> [Task description]
Could you reproduce the entries exactly, omitting every picture?

> [Dataset excerpts]

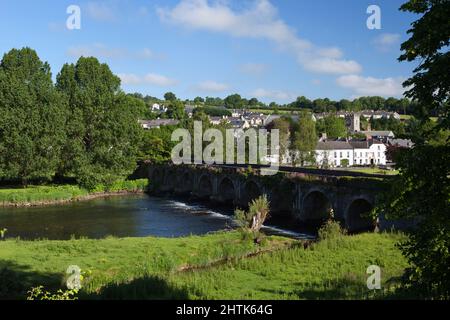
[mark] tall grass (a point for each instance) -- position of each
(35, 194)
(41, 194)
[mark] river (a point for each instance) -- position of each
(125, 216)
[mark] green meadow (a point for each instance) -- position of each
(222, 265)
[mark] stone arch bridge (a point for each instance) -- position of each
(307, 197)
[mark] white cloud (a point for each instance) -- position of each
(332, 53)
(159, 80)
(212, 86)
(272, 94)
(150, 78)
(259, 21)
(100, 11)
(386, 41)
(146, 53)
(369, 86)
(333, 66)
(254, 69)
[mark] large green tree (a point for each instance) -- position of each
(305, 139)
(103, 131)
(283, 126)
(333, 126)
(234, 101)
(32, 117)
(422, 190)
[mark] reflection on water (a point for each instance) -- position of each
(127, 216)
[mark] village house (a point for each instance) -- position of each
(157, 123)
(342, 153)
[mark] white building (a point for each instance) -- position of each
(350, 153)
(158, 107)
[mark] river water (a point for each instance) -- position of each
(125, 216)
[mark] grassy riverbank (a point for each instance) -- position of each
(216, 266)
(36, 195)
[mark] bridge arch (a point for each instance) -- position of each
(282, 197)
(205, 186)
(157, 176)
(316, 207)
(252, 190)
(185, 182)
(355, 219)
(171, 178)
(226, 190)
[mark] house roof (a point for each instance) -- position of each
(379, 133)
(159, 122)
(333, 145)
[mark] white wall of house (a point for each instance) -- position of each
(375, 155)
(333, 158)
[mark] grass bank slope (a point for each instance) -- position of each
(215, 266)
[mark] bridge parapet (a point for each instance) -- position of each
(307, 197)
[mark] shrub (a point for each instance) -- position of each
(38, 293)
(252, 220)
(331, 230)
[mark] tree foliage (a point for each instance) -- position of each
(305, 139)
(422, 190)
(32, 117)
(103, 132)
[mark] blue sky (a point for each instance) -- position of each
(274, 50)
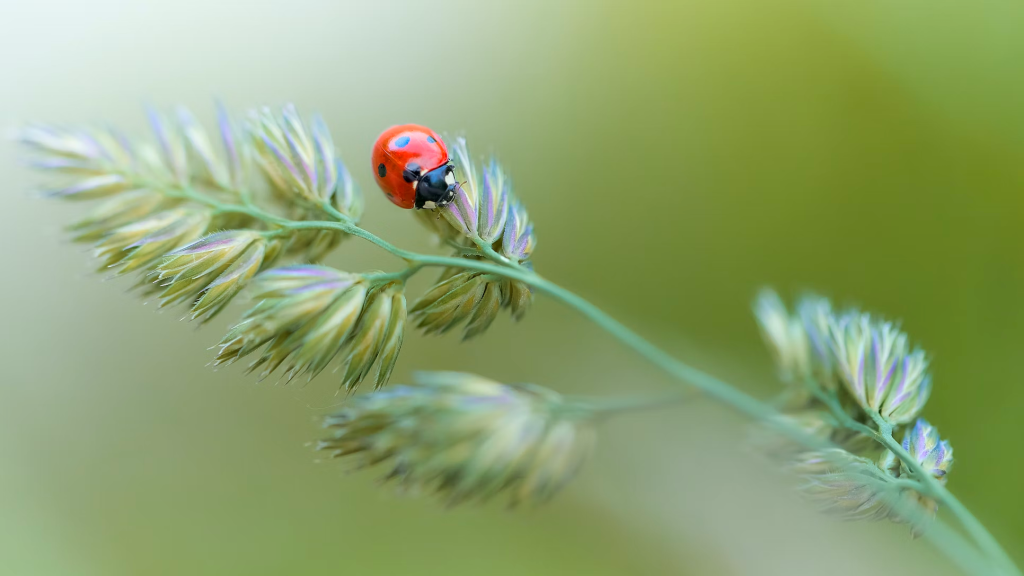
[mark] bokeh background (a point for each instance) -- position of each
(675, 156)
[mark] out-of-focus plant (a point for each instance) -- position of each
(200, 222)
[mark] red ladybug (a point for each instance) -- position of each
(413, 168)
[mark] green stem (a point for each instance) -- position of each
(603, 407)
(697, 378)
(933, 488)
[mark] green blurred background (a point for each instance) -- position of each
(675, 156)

> [Response]
[mark] tall grass (a point for each instance) -- position of each
(35, 194)
(41, 194)
[mark] river (a point for each instance) -- position of each
(125, 216)
[mark] green meadow (a point for each instance) -- position of each
(222, 265)
[mark] stone arch bridge (a point for each instance) -- position of each
(307, 197)
[mark] white cloud (a point for each instance) -- position of each
(332, 53)
(159, 80)
(212, 86)
(272, 94)
(150, 78)
(259, 21)
(100, 11)
(386, 41)
(146, 53)
(369, 86)
(333, 66)
(254, 69)
[mark] large green tree (a point for each instance) -- position of each
(305, 139)
(103, 131)
(283, 126)
(333, 126)
(234, 101)
(32, 117)
(422, 190)
[mark] reflection on water (a point for each instance) -- position of each
(127, 216)
[mark] village house (a point for each instance) -- position of each
(157, 123)
(342, 153)
[mark] white building (a point for each instance) -- position of each
(350, 153)
(158, 107)
[mark] river water (a point for each instance) -- position of each
(125, 216)
[mark] grassy riverbank (a point for each instance) -- position of each
(216, 266)
(36, 195)
[mark] bridge arch (a point for each instance) -- position of each
(282, 197)
(205, 186)
(157, 176)
(316, 207)
(252, 190)
(185, 182)
(355, 219)
(171, 178)
(226, 190)
[mark] house roof (a point for each instance) -- position of each
(379, 133)
(159, 122)
(333, 145)
[mark] white wall of house (a point for each instance) -- position of each
(375, 155)
(333, 158)
[mark] grass bank slope (a point for each instance) -- position of each
(215, 266)
[mark] bridge parapet (a point for each instance) -- position of each
(307, 197)
[mark] shrub (a point for each instance) -- position of each
(38, 293)
(252, 220)
(331, 230)
[mark] tree foliage (a point for each instance) -- position of each
(305, 139)
(422, 190)
(32, 117)
(103, 132)
[mark] blue sky (a point for each instance) -- position of each
(274, 50)
[mark] bokeh background (a point for each instance) -- position of each
(675, 156)
[mark] out-of-focus plant (a point for each instance) -- position of each
(200, 222)
[mark] red ladybug (a point for each instance) -- position of each
(413, 168)
[mark] green stem (a point for each instance) -- position of each
(603, 407)
(697, 378)
(933, 488)
[mark] green blurred background (a point for each instance) -- position of each
(675, 156)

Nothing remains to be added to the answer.